**Exercise:** The data below calls for an exact copy.

Referring expression data:
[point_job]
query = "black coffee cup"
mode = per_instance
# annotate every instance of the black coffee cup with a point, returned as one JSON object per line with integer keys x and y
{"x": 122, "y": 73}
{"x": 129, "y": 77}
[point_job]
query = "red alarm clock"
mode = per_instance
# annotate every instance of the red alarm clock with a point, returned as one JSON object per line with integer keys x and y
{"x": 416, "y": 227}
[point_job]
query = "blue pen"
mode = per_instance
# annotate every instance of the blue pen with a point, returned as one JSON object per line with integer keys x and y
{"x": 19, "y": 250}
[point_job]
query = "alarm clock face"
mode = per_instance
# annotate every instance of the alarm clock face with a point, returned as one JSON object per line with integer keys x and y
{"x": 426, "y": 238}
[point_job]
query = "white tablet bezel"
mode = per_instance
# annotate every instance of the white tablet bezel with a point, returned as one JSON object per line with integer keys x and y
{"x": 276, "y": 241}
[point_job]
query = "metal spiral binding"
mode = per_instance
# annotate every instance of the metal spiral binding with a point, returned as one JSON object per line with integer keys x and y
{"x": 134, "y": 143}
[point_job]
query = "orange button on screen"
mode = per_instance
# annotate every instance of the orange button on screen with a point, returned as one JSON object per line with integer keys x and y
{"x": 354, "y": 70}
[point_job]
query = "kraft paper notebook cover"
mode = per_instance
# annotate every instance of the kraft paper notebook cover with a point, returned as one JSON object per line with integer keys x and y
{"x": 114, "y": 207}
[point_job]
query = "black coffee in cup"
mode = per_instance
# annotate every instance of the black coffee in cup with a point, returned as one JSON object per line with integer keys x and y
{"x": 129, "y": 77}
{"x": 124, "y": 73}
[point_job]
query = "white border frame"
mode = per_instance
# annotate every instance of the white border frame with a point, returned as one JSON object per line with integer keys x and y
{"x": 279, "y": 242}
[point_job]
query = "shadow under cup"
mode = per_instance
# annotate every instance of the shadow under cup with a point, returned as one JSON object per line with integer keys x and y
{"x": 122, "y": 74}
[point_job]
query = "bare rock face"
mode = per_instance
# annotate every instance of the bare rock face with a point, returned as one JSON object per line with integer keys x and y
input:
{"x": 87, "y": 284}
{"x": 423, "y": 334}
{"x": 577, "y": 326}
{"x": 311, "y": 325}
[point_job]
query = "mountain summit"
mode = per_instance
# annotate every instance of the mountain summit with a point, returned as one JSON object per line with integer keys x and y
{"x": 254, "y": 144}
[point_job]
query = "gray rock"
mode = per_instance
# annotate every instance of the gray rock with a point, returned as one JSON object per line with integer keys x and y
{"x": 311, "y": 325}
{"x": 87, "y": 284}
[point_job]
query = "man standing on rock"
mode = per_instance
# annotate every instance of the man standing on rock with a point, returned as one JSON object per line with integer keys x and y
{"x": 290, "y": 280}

**Response to this task:**
[point_job]
query = "black coffee cup"
mode = per_instance
# annotate every instance of the black coffee cup with a point, returned as one JSON object per line with integer keys x and y
{"x": 122, "y": 73}
{"x": 129, "y": 77}
[point_job]
query = "red alarm clock"
mode = per_instance
# annotate every instance of the red alarm clock with a point, returned as one JSON object per line with integer keys x and y
{"x": 416, "y": 227}
[point_job]
query = "blue pen"
mode = per_instance
# annotate every instance of the blue pen with a point, returned as one JSON object per line with integer keys x and y
{"x": 19, "y": 250}
[point_job]
query = "alarm clock face"
mode = per_instance
# annotate every instance of the alarm clock face with a point, returned as one JSON object per line with integer keys x and y
{"x": 426, "y": 238}
[point_job]
query = "white tablet bezel"
mode = per_instance
# annotate every instance of the white tablet bezel with a point, returned as one JSON object per line with integer keys x and y
{"x": 276, "y": 241}
[point_job]
query = "metal spiral binding"
mode = per_instance
# annotate every instance of the metal spiral binding with a point, returned as one JSON object per line with integer keys x and y
{"x": 134, "y": 143}
[point_job]
query = "orange button on screen"
mode = per_instance
# annotate every instance of the orange button on screen with a point, returned as one JSON object per line with integer keys x and y
{"x": 354, "y": 70}
[point_job]
query = "kraft paper notebook cover"
mode = per_instance
# annotate every instance of the kraft paper notebook cover with a point, returned as one JSON object per line with integer keys x and y
{"x": 114, "y": 207}
[point_job]
query = "black coffee in cup"
mode = per_instance
# annotate every instance of the black coffee in cup with a point, returned as one JSON object per line with integer keys x and y
{"x": 129, "y": 77}
{"x": 124, "y": 73}
[point_job]
query = "white border frame"
mode = per_instance
# annotate every instance of the white border frame with a point, returned as one JSON object per line with integer keys x and y
{"x": 279, "y": 242}
[point_job]
query = "shadow under cup"
mode = per_instance
# annotate every instance of the shadow under cup with a point, returned as one JSON object per line with integer keys x and y
{"x": 122, "y": 74}
[point_job]
query = "bare rock face"
mode = per_instance
# annotate every instance of the bare rock face with a point, returned as one JSON object per line with integer keys x and y
input:
{"x": 87, "y": 284}
{"x": 423, "y": 334}
{"x": 577, "y": 326}
{"x": 311, "y": 325}
[point_job]
query = "mountain summit"
mode = per_instance
# annotate every instance of the mountain summit with a point, returned as one JSON object per line with integer keys x and y
{"x": 254, "y": 144}
[point_job]
query = "gray rock"
mode = per_instance
# annotate every instance of the gray rock with a point, returned as one JSON object per line with integer keys x and y
{"x": 311, "y": 325}
{"x": 87, "y": 284}
[point_job]
query = "man standing on rock"
mode = per_instance
# annotate every instance of the man standing on rock with a point, returned as one JSON object per line with integer keys x and y
{"x": 290, "y": 280}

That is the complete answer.